● Work to be completed: Find every line below that contains the word "gray", with case counting, and copy each of those lines out in full.

(Point labeling dataset excerpts)
## start

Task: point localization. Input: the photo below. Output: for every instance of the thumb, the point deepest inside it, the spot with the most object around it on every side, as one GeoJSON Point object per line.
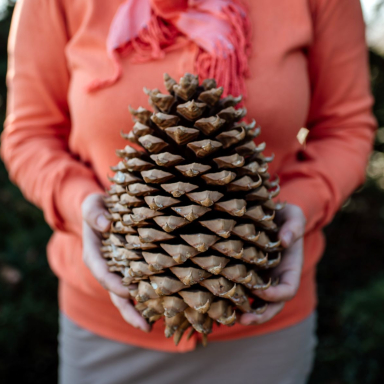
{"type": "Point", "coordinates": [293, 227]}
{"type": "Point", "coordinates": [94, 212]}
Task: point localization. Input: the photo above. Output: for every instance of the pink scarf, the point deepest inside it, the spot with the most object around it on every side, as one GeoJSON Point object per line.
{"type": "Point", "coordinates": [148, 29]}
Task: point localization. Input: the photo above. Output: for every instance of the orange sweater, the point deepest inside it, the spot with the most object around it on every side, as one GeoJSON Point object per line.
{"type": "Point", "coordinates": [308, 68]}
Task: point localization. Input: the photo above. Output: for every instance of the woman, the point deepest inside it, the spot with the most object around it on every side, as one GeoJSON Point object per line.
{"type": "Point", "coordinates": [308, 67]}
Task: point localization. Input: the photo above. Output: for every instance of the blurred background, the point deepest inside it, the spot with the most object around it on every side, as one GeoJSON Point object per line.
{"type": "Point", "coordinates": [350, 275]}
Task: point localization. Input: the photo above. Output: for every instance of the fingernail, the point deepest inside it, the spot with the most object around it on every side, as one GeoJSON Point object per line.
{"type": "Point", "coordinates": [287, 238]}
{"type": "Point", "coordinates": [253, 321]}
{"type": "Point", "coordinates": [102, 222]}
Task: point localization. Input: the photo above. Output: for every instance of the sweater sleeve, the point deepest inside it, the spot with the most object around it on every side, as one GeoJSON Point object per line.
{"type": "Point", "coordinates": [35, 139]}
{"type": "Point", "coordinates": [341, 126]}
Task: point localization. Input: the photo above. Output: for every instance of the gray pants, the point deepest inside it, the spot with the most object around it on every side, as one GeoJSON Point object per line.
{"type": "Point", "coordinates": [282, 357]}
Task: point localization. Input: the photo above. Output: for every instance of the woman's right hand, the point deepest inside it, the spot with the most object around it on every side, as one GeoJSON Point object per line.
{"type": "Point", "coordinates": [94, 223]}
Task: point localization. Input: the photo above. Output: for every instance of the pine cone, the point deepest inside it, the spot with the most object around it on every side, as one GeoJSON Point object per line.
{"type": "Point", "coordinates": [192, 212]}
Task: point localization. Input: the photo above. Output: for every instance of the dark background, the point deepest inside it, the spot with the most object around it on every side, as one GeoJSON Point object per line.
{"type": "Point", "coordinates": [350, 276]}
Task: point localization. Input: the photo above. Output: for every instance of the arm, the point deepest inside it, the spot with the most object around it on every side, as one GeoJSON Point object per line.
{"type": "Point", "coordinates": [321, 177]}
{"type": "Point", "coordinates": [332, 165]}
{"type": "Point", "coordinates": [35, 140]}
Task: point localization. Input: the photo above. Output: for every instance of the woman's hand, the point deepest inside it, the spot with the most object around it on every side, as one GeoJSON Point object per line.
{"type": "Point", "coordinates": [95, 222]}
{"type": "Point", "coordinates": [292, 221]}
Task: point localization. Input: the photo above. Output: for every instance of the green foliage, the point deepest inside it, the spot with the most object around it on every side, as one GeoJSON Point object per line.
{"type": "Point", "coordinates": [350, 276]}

## end
## start

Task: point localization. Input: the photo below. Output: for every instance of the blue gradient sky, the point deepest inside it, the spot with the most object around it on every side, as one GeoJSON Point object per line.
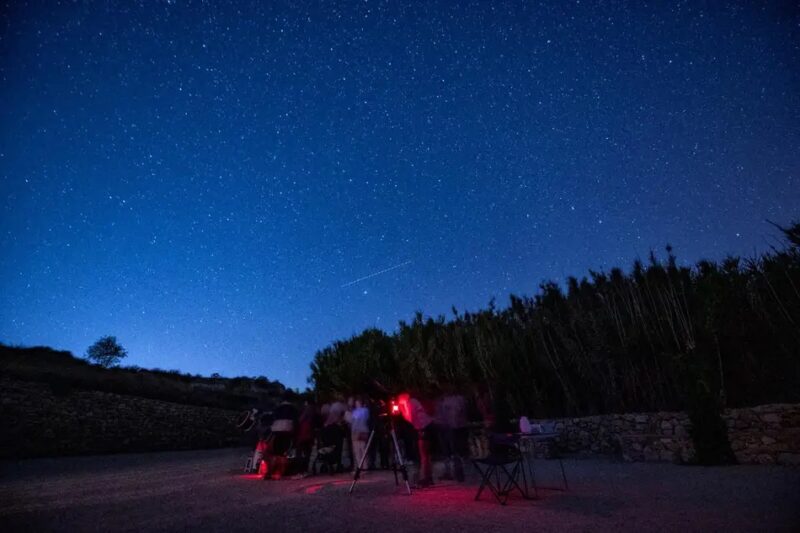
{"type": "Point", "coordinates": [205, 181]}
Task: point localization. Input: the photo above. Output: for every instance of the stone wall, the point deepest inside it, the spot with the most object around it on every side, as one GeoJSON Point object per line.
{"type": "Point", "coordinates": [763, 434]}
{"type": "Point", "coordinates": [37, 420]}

## end
## start

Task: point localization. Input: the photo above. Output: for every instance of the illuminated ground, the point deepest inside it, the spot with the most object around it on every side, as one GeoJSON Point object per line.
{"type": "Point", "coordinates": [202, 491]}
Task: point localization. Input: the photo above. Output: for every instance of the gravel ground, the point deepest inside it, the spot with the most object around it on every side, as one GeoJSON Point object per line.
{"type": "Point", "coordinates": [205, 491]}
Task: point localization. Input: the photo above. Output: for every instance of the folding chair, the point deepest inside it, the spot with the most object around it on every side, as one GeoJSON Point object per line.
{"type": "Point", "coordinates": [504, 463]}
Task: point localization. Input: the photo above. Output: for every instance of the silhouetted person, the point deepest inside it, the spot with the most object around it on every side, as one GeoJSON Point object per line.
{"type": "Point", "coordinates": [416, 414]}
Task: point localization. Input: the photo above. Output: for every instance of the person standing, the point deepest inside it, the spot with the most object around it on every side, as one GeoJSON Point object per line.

## end

● Task solution:
Task: point localization. Input: the photo above. Output: for every instance of the gray pants, the point deepest inside it, the spot with the most object around it on every side, as one GeoJSON Point object per line.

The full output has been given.